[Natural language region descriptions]
———
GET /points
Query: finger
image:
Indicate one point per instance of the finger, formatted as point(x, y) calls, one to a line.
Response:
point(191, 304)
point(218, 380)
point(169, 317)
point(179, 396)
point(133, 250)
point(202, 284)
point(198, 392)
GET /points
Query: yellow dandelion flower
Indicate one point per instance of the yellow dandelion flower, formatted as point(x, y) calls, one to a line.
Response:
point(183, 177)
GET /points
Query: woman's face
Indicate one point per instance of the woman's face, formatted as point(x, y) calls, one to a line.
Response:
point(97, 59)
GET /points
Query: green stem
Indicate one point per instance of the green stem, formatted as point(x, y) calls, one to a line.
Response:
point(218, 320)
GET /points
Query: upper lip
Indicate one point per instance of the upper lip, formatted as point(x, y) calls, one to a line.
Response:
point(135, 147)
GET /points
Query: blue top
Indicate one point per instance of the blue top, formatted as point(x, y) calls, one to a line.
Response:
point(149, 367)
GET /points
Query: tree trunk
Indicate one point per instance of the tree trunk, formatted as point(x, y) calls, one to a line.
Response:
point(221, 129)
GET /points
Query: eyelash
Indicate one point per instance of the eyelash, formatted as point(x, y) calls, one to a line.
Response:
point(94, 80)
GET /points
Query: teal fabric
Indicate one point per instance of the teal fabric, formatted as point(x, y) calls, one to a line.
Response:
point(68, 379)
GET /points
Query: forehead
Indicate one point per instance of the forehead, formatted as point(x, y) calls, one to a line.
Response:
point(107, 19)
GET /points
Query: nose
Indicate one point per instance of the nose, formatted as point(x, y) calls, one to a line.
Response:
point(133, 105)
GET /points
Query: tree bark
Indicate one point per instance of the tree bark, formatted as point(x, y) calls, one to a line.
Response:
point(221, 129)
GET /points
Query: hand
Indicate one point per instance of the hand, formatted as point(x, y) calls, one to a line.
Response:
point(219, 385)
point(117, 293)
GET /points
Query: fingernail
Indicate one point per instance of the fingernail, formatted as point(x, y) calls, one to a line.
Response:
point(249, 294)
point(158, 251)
———
Problem statement: The answer should reproduce each entry above in full.

Task response:
GET /points
Query: finger
image:
Indicate one point per instance of the finger, formatted as point(x, y) calls, one to a line.
Response:
point(191, 304)
point(218, 380)
point(169, 317)
point(179, 396)
point(133, 250)
point(202, 284)
point(198, 392)
GET /points
Query: yellow dandelion flower
Indicate one point per instance of the yellow dandelion flower, formatted as point(x, y) calls, one to a line.
Response:
point(183, 177)
GET /points
Query: woman's face
Indicate one point per instance of the woman's face, formatted as point(x, y) calls, one to a line.
Response:
point(97, 59)
GET /points
Query: green stem
Indicate one point per instance of the green stem, formatted as point(x, y) calls, one to a line.
Response:
point(218, 320)
GET /points
Query: upper lip
Indicate one point per instance of the upper lip, formatted as point(x, y) calls, one to a line.
Response:
point(135, 147)
GET /points
Query: blue top
Indicate one point per instance of the blue top, formatted as point(x, y) calls, one to a line.
Response:
point(149, 367)
GET /points
Query: tree trunk
Indicate one point per instance of the tree trunk, formatted as point(x, y) calls, one to a line.
Response:
point(221, 129)
GET /points
Query: eyelash
Indicate one point per instance of the eyelash, formatted as point(x, y) calls, one to a line.
Response:
point(94, 80)
GET /points
Query: teal fabric
Indicate one point per instance of the teal fabric, formatted as point(x, y) calls, one to a line.
Response:
point(68, 379)
GET /points
Query: forehead
Indicate one point per instance of the forehead, formatted as point(x, y) calls, one to a line.
Response:
point(107, 19)
GET /points
Query: nose
Indicate one point per instance of the nose, formatted as point(x, y) calls, one to a line.
Response:
point(133, 105)
GET /points
Query: tree bark
Indicate one point per instance of the tree bark, formatted as point(x, y) calls, one to a line.
Response:
point(221, 129)
GET /points
Query: hand
Indicate one point per instance of the hand, formatted as point(x, y) calls, one to a line.
Response:
point(219, 385)
point(117, 293)
GET /points
Query: fingernail
Indicate one point per instance of the fingernail, formatted as point(x, y) calls, one to a line.
Response:
point(249, 294)
point(158, 251)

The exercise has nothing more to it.